» **Data listing**:
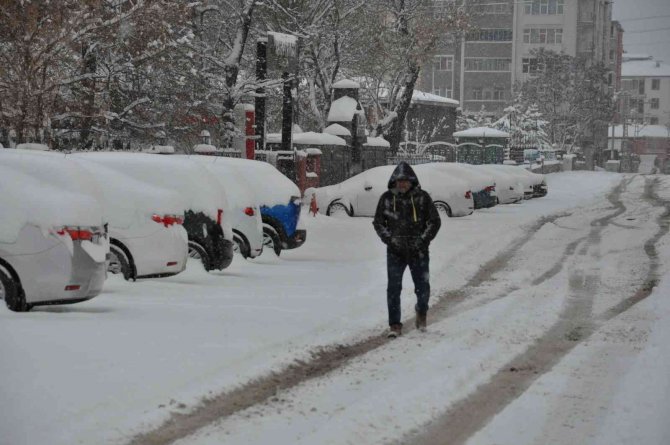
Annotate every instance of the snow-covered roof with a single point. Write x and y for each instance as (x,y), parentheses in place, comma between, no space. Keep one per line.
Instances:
(481,132)
(32,146)
(337,130)
(428,98)
(378,142)
(343,109)
(204,148)
(312,138)
(645,68)
(633,56)
(642,131)
(160,149)
(346,83)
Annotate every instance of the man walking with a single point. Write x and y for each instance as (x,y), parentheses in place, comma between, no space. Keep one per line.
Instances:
(407,221)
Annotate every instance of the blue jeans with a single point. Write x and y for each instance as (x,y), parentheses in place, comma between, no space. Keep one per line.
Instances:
(418,266)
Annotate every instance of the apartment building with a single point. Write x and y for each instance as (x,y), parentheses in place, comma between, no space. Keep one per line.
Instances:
(645,98)
(481,69)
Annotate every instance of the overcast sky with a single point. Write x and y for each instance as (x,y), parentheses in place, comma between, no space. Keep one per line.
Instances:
(646,16)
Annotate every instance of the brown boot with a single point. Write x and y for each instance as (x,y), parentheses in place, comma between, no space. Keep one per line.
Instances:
(420,321)
(395,331)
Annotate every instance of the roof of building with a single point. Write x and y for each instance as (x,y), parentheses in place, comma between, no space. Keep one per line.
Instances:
(337,130)
(343,109)
(642,131)
(346,83)
(645,68)
(481,132)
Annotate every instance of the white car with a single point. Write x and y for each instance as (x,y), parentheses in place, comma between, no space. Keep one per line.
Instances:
(279,201)
(359,195)
(482,184)
(210,234)
(53,246)
(528,179)
(509,188)
(245,210)
(147,239)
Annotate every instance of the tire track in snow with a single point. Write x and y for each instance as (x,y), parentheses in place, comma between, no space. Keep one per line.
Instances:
(324,360)
(469,415)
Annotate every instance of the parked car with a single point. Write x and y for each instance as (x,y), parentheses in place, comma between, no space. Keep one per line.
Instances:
(245,211)
(509,188)
(483,185)
(53,245)
(528,179)
(147,239)
(359,195)
(210,235)
(279,200)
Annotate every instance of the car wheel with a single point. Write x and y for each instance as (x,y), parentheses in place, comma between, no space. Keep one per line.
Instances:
(271,240)
(443,209)
(11,292)
(118,262)
(337,210)
(197,252)
(240,246)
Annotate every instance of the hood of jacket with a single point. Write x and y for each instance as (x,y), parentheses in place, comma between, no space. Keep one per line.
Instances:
(404,171)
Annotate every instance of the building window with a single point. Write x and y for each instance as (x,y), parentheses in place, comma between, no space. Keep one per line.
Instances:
(529,65)
(492,8)
(490,35)
(543,7)
(487,64)
(444,63)
(543,35)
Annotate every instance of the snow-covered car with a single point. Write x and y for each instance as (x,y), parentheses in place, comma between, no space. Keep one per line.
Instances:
(483,185)
(53,245)
(279,200)
(359,195)
(245,211)
(528,179)
(210,234)
(147,239)
(509,188)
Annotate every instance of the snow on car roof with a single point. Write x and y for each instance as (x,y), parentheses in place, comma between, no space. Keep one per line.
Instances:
(484,132)
(27,200)
(126,199)
(377,142)
(200,190)
(269,184)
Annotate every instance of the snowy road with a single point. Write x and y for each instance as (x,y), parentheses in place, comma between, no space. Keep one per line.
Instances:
(542,321)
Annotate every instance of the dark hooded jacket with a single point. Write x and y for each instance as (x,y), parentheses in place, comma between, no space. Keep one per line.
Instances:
(406,222)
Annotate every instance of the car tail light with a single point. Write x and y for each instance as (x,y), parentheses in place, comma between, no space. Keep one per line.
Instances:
(76,233)
(167,220)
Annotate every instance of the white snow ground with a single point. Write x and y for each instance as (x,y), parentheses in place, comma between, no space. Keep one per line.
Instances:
(100,371)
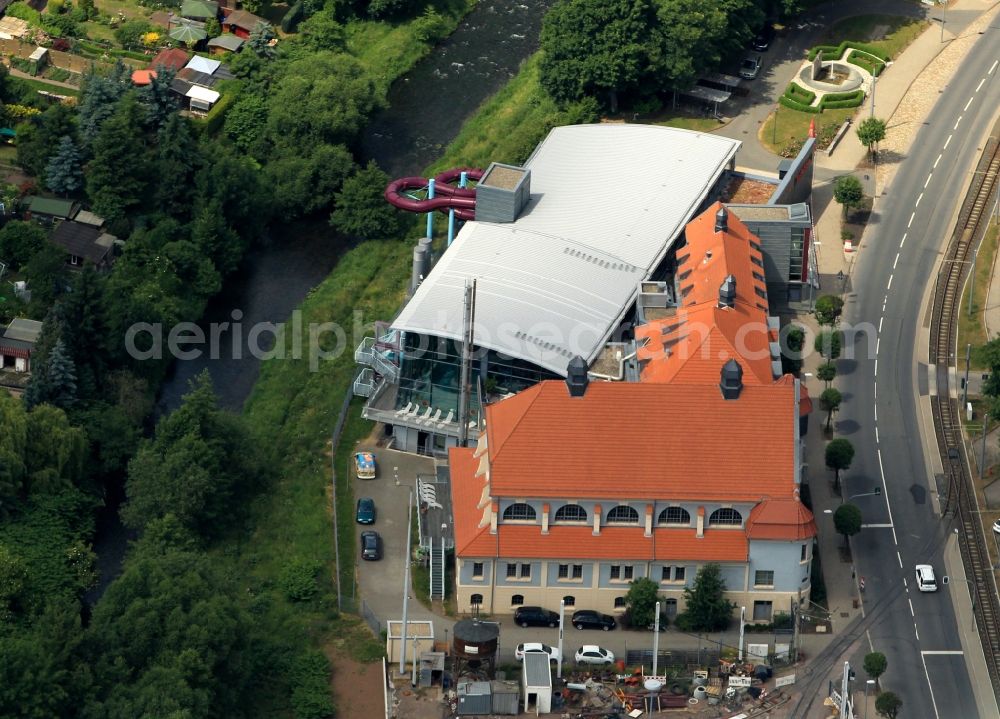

» **Directions for this task**:
How many lines of the data above contain the string "roof"? Reply with the number alone.

» **Response to the exercise**:
3